◆ Task goal ◆
Beneath this instruction is a listing. Transcribe from it only the stretch from the line with "of the wheel" through the line with "of the shop", both end lines included, exactly as written.

◆ Extracted records ◆

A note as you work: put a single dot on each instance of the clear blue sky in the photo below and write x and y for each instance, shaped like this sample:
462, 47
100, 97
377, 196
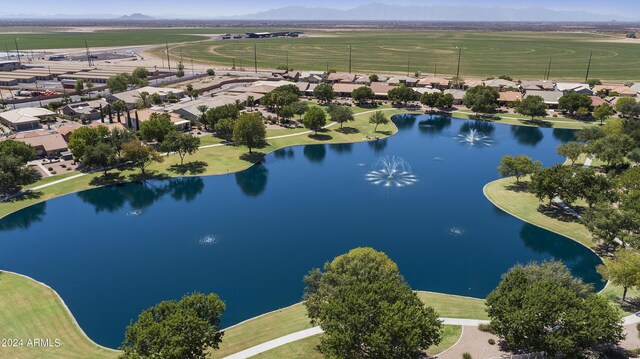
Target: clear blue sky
213, 8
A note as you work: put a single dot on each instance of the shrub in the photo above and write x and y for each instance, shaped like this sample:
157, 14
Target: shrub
485, 328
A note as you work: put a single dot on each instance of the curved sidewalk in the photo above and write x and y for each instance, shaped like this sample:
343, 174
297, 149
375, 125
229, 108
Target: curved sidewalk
290, 338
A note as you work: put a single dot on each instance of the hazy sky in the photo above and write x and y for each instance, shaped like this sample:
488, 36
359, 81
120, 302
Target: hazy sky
214, 8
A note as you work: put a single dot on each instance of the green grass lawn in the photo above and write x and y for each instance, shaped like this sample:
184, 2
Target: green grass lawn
513, 119
518, 54
525, 206
31, 310
307, 348
215, 160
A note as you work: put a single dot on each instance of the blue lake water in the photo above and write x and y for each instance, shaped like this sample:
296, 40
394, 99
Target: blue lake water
252, 236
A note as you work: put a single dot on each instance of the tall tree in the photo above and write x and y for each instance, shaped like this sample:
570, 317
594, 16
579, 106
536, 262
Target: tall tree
378, 118
324, 93
623, 270
140, 155
176, 329
180, 143
340, 114
249, 130
532, 106
481, 99
157, 127
518, 166
573, 101
571, 150
533, 312
367, 310
314, 119
602, 113
14, 173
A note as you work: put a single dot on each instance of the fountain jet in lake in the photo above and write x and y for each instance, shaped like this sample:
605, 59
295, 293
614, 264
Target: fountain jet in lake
474, 137
391, 171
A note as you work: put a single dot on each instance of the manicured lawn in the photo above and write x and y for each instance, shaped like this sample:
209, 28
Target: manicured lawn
525, 205
209, 161
511, 119
31, 310
452, 306
306, 348
484, 54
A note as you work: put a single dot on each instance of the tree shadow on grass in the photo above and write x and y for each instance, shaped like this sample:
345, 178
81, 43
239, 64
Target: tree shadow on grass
518, 187
538, 122
348, 130
320, 137
254, 157
193, 168
24, 196
558, 213
107, 179
148, 175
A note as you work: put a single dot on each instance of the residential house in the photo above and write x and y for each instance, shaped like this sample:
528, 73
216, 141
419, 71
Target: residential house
501, 84
24, 119
550, 98
435, 82
46, 143
87, 110
567, 87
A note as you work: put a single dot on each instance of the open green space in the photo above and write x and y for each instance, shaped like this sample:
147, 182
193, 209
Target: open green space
208, 161
29, 310
517, 54
306, 348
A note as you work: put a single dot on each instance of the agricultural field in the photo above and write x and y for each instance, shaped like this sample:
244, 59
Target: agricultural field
483, 54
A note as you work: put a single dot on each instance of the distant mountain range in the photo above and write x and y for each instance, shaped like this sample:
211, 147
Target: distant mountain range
386, 12
374, 12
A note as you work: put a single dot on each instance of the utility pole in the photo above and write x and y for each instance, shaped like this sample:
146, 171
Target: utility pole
408, 65
255, 58
548, 74
17, 49
349, 58
586, 79
86, 45
168, 58
459, 57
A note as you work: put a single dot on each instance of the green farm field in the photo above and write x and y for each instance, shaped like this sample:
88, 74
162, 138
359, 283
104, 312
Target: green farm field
522, 55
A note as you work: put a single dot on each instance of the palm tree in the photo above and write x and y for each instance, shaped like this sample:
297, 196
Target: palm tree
203, 111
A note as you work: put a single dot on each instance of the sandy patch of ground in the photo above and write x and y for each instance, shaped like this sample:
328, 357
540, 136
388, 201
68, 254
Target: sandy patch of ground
476, 343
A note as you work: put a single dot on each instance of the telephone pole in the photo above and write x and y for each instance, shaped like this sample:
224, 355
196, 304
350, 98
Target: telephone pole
459, 57
168, 58
586, 79
255, 58
17, 49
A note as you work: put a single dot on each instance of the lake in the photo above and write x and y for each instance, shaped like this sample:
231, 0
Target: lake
250, 237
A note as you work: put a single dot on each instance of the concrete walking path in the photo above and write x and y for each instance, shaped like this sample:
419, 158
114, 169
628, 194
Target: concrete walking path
303, 334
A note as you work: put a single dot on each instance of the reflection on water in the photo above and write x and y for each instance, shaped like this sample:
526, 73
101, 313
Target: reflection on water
284, 153
404, 122
253, 181
378, 145
528, 136
315, 153
25, 218
434, 125
139, 196
342, 148
564, 135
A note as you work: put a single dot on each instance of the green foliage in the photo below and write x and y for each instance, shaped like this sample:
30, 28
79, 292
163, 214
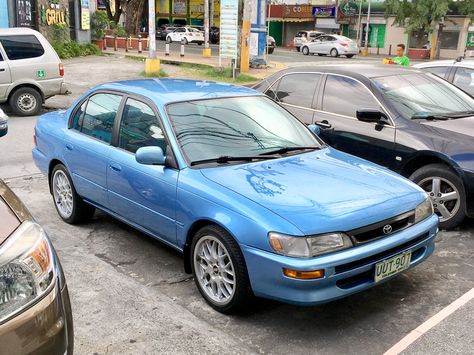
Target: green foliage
70, 49
99, 23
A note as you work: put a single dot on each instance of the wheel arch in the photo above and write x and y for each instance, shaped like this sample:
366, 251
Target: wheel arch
192, 230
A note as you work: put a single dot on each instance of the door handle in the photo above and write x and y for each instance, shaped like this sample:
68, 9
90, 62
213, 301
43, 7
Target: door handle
324, 124
115, 167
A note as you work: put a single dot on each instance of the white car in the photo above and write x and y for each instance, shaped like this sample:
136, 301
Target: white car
303, 37
187, 34
333, 45
459, 72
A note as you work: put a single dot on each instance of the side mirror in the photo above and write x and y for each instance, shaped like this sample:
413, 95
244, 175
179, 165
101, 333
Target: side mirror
368, 115
3, 123
315, 129
150, 156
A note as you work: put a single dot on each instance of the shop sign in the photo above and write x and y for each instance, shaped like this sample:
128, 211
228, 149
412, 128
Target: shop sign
24, 14
323, 11
229, 29
297, 11
85, 15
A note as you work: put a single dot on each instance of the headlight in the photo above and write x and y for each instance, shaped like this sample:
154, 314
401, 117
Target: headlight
306, 247
27, 269
423, 210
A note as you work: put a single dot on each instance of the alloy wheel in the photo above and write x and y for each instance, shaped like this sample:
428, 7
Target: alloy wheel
214, 270
62, 193
444, 196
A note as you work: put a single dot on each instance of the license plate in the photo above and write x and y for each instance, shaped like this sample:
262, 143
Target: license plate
392, 266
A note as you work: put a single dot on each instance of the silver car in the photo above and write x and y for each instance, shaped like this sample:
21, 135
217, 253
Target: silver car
333, 45
30, 70
459, 72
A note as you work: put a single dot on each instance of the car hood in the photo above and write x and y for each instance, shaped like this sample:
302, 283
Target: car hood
321, 191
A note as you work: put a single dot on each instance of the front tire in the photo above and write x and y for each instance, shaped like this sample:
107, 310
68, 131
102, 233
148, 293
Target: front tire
26, 101
69, 205
446, 192
219, 270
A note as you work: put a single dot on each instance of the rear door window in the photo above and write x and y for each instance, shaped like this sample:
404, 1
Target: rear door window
296, 89
99, 116
344, 96
21, 46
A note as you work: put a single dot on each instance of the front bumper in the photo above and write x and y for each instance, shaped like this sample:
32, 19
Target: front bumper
44, 328
346, 272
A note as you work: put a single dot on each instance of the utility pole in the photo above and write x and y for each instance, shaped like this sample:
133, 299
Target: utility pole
366, 52
206, 52
245, 37
152, 64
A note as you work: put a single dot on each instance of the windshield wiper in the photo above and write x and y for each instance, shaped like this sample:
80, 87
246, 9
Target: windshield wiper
226, 158
284, 150
443, 116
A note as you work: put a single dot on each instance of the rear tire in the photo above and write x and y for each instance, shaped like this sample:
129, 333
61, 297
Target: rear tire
219, 270
443, 185
26, 101
69, 205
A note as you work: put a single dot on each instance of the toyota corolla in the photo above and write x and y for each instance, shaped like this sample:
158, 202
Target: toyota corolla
254, 200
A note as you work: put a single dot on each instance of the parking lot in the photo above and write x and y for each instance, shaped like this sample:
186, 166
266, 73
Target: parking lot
130, 293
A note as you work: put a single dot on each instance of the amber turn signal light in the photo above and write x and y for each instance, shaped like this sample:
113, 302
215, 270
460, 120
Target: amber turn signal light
305, 275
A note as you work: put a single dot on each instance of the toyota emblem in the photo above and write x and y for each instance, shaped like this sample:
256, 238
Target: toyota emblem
387, 229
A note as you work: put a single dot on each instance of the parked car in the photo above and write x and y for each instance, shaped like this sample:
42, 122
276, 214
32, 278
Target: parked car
164, 30
3, 123
333, 45
459, 72
271, 44
35, 311
188, 34
30, 70
303, 37
405, 119
255, 201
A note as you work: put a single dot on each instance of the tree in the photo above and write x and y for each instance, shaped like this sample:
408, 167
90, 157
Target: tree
421, 16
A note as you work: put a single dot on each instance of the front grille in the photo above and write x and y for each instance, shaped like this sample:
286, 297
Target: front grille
376, 230
383, 255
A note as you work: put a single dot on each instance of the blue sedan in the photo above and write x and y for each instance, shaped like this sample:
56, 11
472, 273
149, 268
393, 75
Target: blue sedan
255, 201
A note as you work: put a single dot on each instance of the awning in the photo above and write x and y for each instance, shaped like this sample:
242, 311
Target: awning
281, 19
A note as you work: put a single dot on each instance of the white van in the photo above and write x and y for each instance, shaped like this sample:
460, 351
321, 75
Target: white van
30, 70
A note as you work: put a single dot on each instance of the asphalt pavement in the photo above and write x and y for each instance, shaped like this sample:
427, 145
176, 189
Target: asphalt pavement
130, 294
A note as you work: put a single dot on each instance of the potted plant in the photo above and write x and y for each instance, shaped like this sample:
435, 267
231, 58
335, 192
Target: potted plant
99, 23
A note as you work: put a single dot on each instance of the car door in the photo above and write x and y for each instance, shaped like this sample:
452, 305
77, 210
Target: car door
5, 77
340, 98
87, 148
464, 79
296, 92
142, 194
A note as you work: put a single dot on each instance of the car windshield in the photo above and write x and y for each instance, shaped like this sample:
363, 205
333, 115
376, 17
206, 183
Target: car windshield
236, 127
418, 95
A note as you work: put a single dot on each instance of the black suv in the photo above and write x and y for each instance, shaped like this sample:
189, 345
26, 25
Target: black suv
407, 120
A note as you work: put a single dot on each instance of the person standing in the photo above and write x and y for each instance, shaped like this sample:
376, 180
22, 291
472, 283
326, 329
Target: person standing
401, 58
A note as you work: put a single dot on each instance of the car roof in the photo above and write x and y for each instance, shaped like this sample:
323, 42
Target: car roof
356, 70
438, 63
164, 91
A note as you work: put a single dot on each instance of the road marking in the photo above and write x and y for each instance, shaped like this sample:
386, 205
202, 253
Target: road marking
430, 323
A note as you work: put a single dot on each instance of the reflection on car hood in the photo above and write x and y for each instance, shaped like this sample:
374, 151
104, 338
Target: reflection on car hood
321, 191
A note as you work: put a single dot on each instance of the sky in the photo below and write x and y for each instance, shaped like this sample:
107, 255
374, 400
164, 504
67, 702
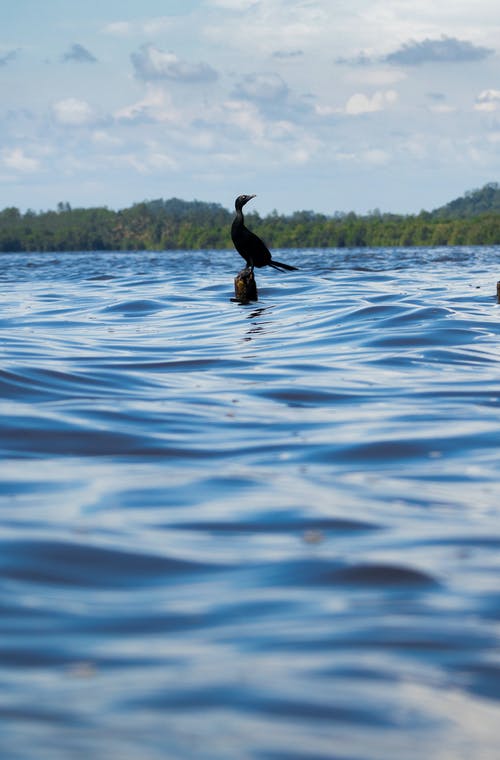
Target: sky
323, 105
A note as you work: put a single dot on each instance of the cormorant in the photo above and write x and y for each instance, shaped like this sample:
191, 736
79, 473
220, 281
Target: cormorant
248, 245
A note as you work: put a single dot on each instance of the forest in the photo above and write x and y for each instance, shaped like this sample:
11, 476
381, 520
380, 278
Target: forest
174, 224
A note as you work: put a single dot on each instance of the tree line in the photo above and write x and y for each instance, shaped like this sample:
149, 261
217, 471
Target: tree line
175, 224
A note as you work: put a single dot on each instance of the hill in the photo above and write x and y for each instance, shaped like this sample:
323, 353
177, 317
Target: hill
474, 203
161, 225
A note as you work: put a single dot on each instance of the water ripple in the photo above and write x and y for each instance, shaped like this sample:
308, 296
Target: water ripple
242, 531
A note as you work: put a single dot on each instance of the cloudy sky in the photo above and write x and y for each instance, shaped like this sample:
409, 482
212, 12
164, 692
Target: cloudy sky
312, 104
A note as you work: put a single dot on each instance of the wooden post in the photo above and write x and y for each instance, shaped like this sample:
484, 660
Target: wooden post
245, 287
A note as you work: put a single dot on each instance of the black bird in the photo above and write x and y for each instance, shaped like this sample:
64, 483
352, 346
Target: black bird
248, 245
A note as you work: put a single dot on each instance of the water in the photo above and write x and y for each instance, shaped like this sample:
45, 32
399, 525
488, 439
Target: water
250, 532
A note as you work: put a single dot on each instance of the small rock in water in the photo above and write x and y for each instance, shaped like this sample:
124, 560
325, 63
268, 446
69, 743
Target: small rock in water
245, 288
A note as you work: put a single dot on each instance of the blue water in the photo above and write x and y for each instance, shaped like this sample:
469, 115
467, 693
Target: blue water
255, 532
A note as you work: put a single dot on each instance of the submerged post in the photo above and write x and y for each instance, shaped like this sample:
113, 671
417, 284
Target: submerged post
245, 287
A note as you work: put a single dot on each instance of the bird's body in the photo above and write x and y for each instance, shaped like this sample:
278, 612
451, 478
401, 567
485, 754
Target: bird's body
250, 246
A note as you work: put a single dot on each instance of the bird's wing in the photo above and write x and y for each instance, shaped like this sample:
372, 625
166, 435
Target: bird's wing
254, 243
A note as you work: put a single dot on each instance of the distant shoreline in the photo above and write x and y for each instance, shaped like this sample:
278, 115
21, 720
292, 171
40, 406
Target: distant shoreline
166, 225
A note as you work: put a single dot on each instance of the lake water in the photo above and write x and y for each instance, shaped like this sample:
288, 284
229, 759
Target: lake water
250, 532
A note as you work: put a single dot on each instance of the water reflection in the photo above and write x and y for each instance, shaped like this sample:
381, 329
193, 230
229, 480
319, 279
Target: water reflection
207, 552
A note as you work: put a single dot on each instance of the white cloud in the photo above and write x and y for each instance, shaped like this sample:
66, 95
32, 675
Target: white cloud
73, 112
266, 86
150, 63
119, 29
155, 106
488, 100
16, 159
359, 103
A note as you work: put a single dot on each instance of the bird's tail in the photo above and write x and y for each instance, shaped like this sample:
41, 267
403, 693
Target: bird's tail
278, 265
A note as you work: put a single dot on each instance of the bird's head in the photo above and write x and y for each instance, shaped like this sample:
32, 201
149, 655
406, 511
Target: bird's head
241, 200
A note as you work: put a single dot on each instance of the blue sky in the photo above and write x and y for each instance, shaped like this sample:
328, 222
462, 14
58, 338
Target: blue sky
330, 105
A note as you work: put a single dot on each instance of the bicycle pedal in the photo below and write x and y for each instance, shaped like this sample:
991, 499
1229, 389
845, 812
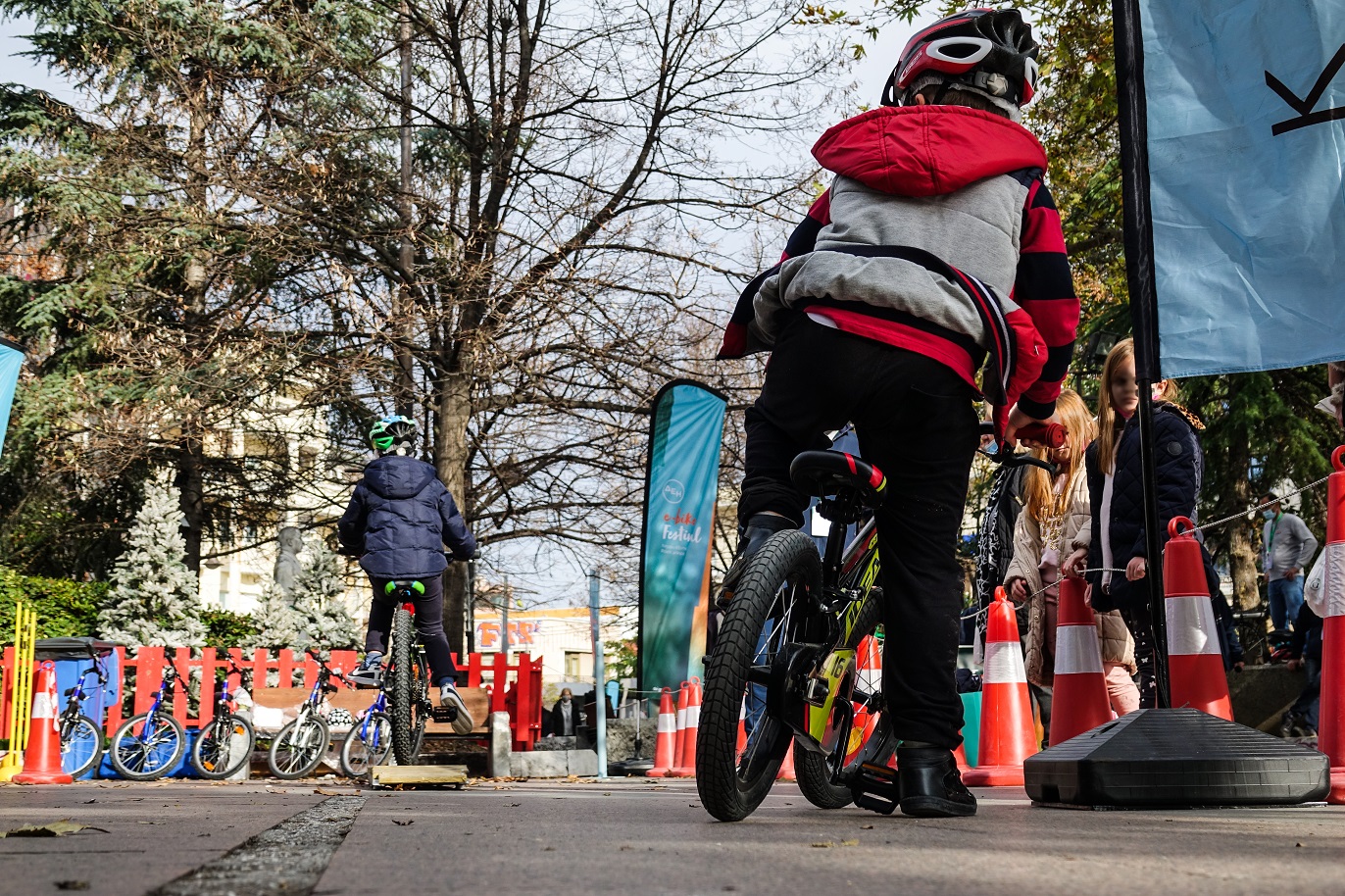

◆ Result for this task ◆
A note as you work: put a single dot on each instance of the wheel arch in the photo above and write x and y for each instance, shaped like this sample:
366, 251
Target: wheel arch
192, 230
A note as you work: put a single dot on each instance of the door handle in the photo above and write x and y for each instance, shaped like this sample:
68, 9
90, 62
213, 301
43, 7
Target: door handle
324, 124
115, 167
A note as you work: put a single dot on each instance of the white car in the photo above and write x and y for each instance, shaped like this sample:
136, 301
Target: white car
303, 37
187, 34
333, 45
459, 72
A note as you work: put a single dot on each instance of the side mirror in the photo above and write x and y for each instance, shaped like this sample:
413, 95
244, 175
179, 165
101, 333
Target: side mirror
368, 115
3, 123
315, 129
150, 156
A note as you work: put a single dot on each instance of the shop sign in the photo above and write x and y for each instance, shaped like this sample:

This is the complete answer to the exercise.